Kultur Ecuador 04. November 2022

Ecuador: Indigener Widerstand gegen die Ausbeutung des Landes

Ein bärtiger Mann mit entblößtem Oberkörper, dahinter der Himmel

Filmszene aus "Mein gestohlenes Land"

Marc Wieses Dokumentarfilm "Mein gestohlenes Land" fragt nach den Menschenrechten im weltweiten Kampf um Rohstoffe am Beispiel Ecuadors.

Von Jürgen Kiontke

"Wir wurden kolonisiert. Wieder einmal." Paul Jarrin macht sich nicht allzu viel Hoffnung, wenn er über die Zukunft seines Heimatlandes Ecuador spricht. Allzu oft haben die führenden Politiker*innen des Landes höchst geheime Verträge mit führenden Industrieländern abgeschlossen, die immer dasselbe Ziel hatten: die billigste Ausbeutung der Rohstoffe des Landes – Uran, Öl, Gold und vieles mehr – bei teuerster Korruption. Aber Jarrin will nicht, dass dies so bleibt. Gemeinsam mit anderen Aktivist*innen organisiert er den Widerstand vor allem indigener Gruppen gegen den Ausverkauf und die Umweltzerstörung.

Aufgaben zur Übung:
**1)** Welche Rohstoffe Ecuadors nennt der Artikel ausdrücklich als Beispiele?
**2)** Fasse bitte den Absatz des Artikels, der mit "Wir wurden kolonisiert" beginnt, kürzer zusammen und behalte die wichtigsten Fakten bei.
**3)** Schreibe den Teil des Artikels, der mit "Ein bärtiger Mann" beginnt und bis einschließlich "am Beispiel Ecuadors." reicht, neu und setze dabei "Film" an die Stelle von "Dokumentarfilm".

Bereitgestelltes Material:
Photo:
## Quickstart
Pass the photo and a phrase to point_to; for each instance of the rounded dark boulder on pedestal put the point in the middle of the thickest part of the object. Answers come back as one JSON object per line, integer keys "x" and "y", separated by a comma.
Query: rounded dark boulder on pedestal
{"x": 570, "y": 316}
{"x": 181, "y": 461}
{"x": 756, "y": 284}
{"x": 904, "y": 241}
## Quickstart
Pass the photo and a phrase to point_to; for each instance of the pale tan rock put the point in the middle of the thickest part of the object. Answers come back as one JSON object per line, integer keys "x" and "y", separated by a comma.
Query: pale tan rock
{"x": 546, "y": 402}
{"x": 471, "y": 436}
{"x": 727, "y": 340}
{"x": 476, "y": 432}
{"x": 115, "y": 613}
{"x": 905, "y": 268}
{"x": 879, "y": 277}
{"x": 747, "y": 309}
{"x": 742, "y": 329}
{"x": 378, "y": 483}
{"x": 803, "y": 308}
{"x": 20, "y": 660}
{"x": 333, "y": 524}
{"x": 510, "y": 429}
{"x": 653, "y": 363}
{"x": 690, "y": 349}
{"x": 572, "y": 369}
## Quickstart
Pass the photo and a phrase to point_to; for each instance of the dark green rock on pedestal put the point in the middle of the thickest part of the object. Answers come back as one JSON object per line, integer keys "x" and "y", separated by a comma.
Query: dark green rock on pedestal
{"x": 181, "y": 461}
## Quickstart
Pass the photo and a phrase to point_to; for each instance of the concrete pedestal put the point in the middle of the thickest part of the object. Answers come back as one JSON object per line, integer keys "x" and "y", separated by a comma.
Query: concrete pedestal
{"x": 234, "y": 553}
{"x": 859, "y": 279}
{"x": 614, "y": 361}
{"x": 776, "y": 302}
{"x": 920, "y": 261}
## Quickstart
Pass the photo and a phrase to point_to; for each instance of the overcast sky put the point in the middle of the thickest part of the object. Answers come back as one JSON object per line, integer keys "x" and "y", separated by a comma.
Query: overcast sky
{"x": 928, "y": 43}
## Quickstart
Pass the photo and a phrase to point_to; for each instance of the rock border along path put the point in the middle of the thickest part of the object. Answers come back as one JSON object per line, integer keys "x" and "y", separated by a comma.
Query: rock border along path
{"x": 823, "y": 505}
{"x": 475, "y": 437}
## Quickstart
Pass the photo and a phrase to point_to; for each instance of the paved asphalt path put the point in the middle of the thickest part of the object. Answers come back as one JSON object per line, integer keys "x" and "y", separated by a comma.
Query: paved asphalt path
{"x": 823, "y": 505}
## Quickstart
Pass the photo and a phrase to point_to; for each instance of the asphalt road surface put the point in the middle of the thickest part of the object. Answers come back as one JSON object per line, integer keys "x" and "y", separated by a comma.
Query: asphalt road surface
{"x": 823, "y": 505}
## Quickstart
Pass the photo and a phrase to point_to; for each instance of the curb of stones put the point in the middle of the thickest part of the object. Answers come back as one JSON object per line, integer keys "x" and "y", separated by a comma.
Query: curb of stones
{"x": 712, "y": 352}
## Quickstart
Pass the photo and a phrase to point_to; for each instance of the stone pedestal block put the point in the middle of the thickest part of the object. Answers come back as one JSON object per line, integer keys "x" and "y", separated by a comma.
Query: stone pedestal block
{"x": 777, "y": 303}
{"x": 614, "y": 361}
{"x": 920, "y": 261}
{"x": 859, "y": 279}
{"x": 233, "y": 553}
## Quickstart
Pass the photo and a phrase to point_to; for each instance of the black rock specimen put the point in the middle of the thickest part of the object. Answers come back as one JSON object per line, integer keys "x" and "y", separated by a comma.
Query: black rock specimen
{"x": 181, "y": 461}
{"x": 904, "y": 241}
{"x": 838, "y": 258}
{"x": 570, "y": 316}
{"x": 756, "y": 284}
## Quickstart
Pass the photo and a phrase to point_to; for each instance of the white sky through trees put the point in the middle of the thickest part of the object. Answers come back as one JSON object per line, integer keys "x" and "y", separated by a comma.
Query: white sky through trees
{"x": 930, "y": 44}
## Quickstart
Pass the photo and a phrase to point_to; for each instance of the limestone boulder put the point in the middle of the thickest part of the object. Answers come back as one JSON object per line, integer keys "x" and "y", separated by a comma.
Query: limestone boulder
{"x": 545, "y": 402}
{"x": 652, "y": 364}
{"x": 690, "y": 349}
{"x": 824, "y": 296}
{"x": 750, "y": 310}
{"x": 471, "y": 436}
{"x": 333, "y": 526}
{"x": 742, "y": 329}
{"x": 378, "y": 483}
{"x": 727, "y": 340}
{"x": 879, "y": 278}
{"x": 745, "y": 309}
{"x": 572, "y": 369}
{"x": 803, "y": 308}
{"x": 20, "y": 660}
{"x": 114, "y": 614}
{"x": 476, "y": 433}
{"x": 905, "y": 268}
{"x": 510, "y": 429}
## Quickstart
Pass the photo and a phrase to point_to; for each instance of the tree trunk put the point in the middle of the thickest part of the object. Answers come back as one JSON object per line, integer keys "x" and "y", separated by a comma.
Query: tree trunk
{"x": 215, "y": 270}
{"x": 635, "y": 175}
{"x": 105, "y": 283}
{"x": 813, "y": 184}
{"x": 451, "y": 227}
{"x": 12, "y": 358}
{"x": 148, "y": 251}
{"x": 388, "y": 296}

Gelöste Aufgaben:
**1)** Uran, Öl und Gold.

**2)** Paul Jarrin blickt wenig hoffnungsvoll auf die Zukunft Ecuadors: "Wir wurden kolonisiert. Wieder einmal." Die führenden Politiker*innen des Landes haben oft geheime Verträge mit Industrieländern geschlossen, die stets auf die billigste Ausbeutung der Rohstoffe wie Uran, Öl und Gold bei teuerster Korruption zielten. Jarrin will das ändern und organisiert mit anderen Aktivist*innen vor allem den Widerstand indigener Gruppen gegen Ausverkauf und Umweltzerstörung.

**3)**
Ein bärtiger Mann mit entblößtem Oberkörper, dahinter der Himmel

Filmszene aus "Mein gestohlenes Land"

Marc Wieses Film "Mein gestohlenes Land" fragt nach den Menschenrechten im weltweiten Kampf um Rohstoffe am Beispiel Ecuadors.